EXERCISE INPUTS —

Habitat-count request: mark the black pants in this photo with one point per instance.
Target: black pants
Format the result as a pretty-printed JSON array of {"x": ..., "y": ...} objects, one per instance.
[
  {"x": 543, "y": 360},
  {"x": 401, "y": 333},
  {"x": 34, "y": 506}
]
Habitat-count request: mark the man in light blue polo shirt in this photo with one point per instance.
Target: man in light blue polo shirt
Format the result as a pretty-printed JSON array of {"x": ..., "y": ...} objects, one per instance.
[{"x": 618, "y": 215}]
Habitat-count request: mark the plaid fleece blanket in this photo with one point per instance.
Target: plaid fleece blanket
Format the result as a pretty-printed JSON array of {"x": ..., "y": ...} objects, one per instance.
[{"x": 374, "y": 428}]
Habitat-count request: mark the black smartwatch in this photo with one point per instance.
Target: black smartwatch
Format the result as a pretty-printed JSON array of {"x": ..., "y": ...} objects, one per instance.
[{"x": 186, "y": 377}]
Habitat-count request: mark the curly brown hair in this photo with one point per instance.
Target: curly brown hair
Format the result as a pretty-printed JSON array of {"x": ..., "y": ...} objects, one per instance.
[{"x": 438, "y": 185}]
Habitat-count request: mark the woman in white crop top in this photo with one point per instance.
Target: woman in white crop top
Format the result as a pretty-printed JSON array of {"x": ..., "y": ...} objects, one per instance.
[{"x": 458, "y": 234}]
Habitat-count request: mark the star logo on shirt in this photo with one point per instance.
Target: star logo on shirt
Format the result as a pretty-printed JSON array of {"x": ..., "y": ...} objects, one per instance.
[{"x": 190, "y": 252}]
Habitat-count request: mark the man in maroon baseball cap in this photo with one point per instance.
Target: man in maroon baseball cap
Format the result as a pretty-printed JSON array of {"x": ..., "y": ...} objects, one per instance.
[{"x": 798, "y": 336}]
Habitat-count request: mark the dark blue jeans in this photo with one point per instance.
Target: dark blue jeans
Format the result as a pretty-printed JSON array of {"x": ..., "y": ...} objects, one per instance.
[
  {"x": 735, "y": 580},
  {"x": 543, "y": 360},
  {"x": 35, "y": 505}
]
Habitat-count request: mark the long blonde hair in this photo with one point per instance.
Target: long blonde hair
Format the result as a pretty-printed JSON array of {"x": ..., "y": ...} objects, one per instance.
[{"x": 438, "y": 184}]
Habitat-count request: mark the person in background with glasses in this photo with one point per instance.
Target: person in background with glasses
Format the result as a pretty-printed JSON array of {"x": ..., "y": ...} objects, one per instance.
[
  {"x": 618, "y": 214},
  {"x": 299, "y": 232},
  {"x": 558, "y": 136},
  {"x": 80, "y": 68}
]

WHAT TO PRODUCE — Please turn every line of the rows above into a Markdown table with the columns No. and Line, numbering the lines in order and leaving out blank ones.

TASK RESULT —
| No. | Line |
|---|---|
| 1 | Habitat-count request: mark the black pants in this photo with one point per instance. |
| 2 | Target: black pants |
| 3 | Format the result as a pretty-printed JSON array of {"x": ..., "y": ...} objects, one per instance. |
| 4 | [ |
| 5 |   {"x": 543, "y": 360}, |
| 6 |   {"x": 401, "y": 333}, |
| 7 |   {"x": 34, "y": 506} |
| 8 | ] |
| 9 | Habitat-count request: mark the man in light blue polo shirt in this photo with one point per instance. |
| 10 | Target: man in light blue polo shirt |
| 11 | Format the result as a pretty-printed JSON array of {"x": ..., "y": ...} objects, one per instance. |
| 12 | [{"x": 618, "y": 215}] |
| 13 | Habitat-count request: mark the plaid fleece blanket in this photo with one point per instance. |
| 14 | Target: plaid fleece blanket |
| 15 | Format the result as a pretty-printed JSON array of {"x": ..., "y": ...} objects, one per instance. |
| 16 | [{"x": 374, "y": 428}] |
| 17 | Habitat-count request: mark the black smartwatch in this photo with one point per instance. |
| 18 | Target: black smartwatch |
| 19 | Format the result as a pretty-printed JSON array of {"x": ..., "y": ...} objects, one per instance. |
| 20 | [{"x": 186, "y": 377}] |
| 21 | Habitat-count request: mark the curly brown hair in this photo with one point per instance. |
| 22 | Target: curly brown hair |
| 23 | Format the result as a pretty-printed JSON array of {"x": ..., "y": ...} objects, one per instance. |
| 24 | [{"x": 438, "y": 185}] |
| 25 | Habitat-count request: mark the woman in white crop top in this photo with one point per instance. |
| 26 | Target: woman in white crop top |
| 27 | Format the result as a pretty-printed JSON array of {"x": ..., "y": ...} objects, one per instance. |
| 28 | [{"x": 458, "y": 234}] |
| 29 | Habitat-count request: mark the star logo on shirt in this photo with one point per instance. |
| 30 | Target: star logo on shirt |
| 31 | Format the result as a pretty-printed JSON array of {"x": ..., "y": ...} objects, one per instance. |
| 32 | [{"x": 190, "y": 252}] |
| 33 | Habitat-count request: mark the man in maroon baseball cap in this photo with one point per instance. |
| 34 | Target: man in maroon baseball cap |
| 35 | Format the result as a pretty-printed JSON array of {"x": ..., "y": ...} objects, one per instance. |
| 36 | [{"x": 798, "y": 336}] |
| 37 | Habitat-count request: mark the dark blue jeans in this photo with one point per instance. |
| 38 | Target: dark blue jeans |
| 39 | Format the result as a pretty-printed JSON array of {"x": ..., "y": ...} objects, one per instance. |
| 40 | [ |
| 41 |   {"x": 735, "y": 580}, |
| 42 |   {"x": 543, "y": 360}, |
| 43 |   {"x": 35, "y": 505} |
| 44 | ] |
| 45 | Habitat-count request: mark the long blonde hair in this photo with one point per instance. |
| 46 | Target: long blonde hair |
| 47 | Format the result as a pretty-printed JSON array of {"x": ..., "y": ...} objects, one per instance. |
| 48 | [{"x": 438, "y": 184}] |
| 49 | Habitat-count request: mark the person in background with glasses in this photo with one point per instance. |
| 50 | Target: person in background with glasses |
| 51 | Format the result as a pretty-printed JSON array of {"x": ..., "y": ...} objects, one per instance. |
| 52 | [ |
| 53 |   {"x": 618, "y": 214}, |
| 54 |   {"x": 299, "y": 232}, |
| 55 |   {"x": 558, "y": 136}, |
| 56 |   {"x": 80, "y": 68} |
| 57 | ] |